==== Texto original ====
Terá vídeos, áudios de música e entrevistas, recortes de jornais e outros materiais impressos e uma parte com quizes para as pessoas testarem os seus conhecimentos sobre a música de Cabo Verde”, avança Gláucia Nogueira.
De facto, o Museu Virtual agora disponibilizado na internet, diz a autora, é apenas uma versão inicial daquilo que será no futuro. Não contando com financiamento público nem privado, Gláucia Nogueira pretende dentro de dias lançar uma campanha de crowdfunding [financiamento colectivo] com vista a conseguir mobilizar um montante que permita manter o museu virtual em funcionamento nos dois primeiros anos. “Vou levar muitos meses a colocar www.caboverdeamusica.online da maneira como imagino. Bom seria se pudesse ocupar-me só deste projecto, mas não posso, porque preciso trabalhar em outras coisas para viver”, observa a investigadora.
==== Dados apresentados ====
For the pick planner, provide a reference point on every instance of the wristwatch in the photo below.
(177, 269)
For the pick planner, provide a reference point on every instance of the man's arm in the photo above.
====
* O que fazer *
A. Reescreva de forma mais curta o parágrafo do texto sobre o museu virtual que começa por «De facto, o Museu Virtual», sem perder os factos principais.
B. Escreva a continuação do texto sobre o museu virtual a partir do ponto em que ele termina.

* Respostas por ordem *
A. O Museu Virtual que está agora na internet é só uma versão inicial. Não tem financiamento público nem privado, por isso Gláucia Nogueira quer lançar dentro de dias uma campanha de crowdfunding para o manter a funcionar nos dois primeiros anos. A investigadora diz que vai levar muitos meses a pôr o site como imagina. Não se pode dedicar só a este projecto, porque precisa de trabalhar noutras coisas para viver.

B.
Você lançou recentemente o primeiro Museu Virtual da Música Cabo-verdiana. Que materiais estão disponíveis neste Museu?
Neste momento zero do museu virtual, estou introduzindo textos e fotos, que em grande parte resultam de Cabo Verde & a Música – Dicionário de Personagens. E também links de vídeos e áudios onde os leitores podem encontrar aquilo que está a ser apresentado em texto. Por exemplo, quem consultar a página de determinado compositor, vai encontrar nessa mesma página vídeos com diferentes interpretações das suas músicas. Há também uma bibliografia e uma filmografia, sempre sendo atualizadas; textos sobre os géneros musicais estão a ser introduzidos pouco a pouco. Mas ainda falta muita coisa. Os instrumentos, por exemplo. Este é realmente um momento zero deste projecto, ainda não está tudo lá.
Afirmou que o Museu Virtual é um projecto que vai além do seu Dicionário de Personagens que já é em si uma obra monumental. Porquê?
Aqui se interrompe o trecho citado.